Directions for this task: In the records below, find every line with the word "brown" and copy it.

BEGIN Data to use

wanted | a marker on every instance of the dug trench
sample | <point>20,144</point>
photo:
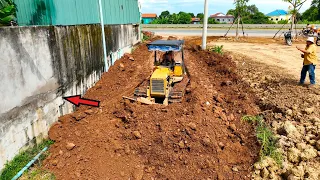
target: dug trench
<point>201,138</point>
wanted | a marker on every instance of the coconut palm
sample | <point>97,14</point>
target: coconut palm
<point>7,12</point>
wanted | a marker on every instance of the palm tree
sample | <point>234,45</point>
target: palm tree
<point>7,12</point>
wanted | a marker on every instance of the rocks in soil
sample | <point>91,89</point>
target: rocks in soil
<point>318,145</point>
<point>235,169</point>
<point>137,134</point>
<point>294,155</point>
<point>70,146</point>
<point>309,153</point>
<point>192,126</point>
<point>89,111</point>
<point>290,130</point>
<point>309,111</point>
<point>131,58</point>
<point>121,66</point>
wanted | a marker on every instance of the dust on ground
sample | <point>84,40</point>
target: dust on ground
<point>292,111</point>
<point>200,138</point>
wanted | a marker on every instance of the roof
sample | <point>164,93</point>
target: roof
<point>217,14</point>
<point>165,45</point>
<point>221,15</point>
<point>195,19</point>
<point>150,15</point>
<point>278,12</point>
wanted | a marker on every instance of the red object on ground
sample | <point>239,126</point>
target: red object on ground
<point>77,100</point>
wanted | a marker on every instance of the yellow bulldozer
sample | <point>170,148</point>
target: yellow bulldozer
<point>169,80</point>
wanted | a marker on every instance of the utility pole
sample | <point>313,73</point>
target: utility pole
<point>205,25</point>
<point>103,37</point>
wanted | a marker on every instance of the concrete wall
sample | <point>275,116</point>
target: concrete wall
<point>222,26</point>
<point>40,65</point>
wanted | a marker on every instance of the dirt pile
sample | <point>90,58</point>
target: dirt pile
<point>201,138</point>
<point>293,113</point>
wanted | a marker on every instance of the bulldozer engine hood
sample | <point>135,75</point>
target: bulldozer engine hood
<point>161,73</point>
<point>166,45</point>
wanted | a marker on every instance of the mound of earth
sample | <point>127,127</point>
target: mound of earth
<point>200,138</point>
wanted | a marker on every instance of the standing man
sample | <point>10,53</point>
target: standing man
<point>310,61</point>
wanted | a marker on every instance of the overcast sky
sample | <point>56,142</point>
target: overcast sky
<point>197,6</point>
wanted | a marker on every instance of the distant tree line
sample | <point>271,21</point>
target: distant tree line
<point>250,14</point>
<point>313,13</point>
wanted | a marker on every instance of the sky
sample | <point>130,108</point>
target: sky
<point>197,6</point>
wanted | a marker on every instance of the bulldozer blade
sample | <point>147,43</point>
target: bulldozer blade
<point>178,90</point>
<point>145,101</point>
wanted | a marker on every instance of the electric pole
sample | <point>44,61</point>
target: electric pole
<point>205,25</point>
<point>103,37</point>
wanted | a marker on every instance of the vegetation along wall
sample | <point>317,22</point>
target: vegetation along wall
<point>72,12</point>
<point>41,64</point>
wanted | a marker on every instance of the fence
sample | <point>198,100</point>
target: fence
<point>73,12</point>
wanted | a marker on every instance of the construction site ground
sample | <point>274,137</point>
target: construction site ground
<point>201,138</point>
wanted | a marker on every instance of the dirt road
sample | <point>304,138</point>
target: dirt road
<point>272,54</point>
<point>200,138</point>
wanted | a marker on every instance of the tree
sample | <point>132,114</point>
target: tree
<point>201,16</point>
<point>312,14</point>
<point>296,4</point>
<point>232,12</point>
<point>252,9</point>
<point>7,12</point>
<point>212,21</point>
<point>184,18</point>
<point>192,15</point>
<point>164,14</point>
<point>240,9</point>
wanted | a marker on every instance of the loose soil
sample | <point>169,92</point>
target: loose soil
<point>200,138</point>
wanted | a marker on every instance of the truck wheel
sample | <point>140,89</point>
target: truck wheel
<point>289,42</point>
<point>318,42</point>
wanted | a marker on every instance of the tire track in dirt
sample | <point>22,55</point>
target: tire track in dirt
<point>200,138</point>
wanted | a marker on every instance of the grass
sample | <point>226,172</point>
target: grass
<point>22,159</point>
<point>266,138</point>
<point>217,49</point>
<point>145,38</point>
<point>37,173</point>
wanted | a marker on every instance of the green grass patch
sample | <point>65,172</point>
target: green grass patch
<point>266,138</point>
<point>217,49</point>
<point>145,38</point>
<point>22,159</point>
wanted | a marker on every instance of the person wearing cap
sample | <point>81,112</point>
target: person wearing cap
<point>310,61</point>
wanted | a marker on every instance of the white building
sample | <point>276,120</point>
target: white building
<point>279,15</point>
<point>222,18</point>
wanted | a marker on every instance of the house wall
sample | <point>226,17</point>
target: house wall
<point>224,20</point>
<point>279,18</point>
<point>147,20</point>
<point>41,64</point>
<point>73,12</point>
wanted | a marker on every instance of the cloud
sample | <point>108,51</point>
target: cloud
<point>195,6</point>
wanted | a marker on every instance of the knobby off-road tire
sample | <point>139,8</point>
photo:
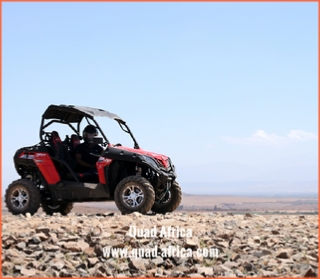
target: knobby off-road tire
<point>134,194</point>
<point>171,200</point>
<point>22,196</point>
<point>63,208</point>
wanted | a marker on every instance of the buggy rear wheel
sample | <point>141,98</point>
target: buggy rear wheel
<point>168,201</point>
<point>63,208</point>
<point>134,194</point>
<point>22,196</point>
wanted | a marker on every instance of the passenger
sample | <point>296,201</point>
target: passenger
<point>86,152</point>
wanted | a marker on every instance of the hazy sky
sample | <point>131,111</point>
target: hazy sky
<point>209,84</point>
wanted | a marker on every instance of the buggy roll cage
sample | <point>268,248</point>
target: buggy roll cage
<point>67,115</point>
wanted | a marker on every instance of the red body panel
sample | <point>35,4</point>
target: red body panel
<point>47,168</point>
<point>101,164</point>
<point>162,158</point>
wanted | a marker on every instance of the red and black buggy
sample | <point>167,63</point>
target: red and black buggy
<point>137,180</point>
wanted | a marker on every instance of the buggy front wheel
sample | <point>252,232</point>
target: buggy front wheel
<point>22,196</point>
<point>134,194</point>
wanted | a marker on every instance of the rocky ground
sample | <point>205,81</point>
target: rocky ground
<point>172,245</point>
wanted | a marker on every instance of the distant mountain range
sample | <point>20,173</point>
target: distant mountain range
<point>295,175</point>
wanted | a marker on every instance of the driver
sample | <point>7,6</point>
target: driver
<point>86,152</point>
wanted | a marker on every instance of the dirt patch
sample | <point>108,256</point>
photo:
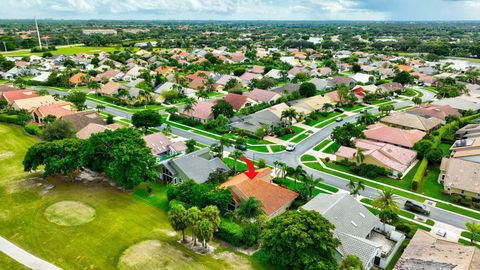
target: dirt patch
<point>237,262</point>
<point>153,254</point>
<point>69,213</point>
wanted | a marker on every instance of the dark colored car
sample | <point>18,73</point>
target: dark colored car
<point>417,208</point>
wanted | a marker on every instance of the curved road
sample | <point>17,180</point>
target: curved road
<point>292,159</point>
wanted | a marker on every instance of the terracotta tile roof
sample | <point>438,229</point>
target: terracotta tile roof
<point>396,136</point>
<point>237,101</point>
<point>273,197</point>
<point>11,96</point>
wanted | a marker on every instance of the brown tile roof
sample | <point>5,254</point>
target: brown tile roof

END Data to use

Solution for this task:
wanted | a marker on every instance of the brown tile roof
target: brown tile roof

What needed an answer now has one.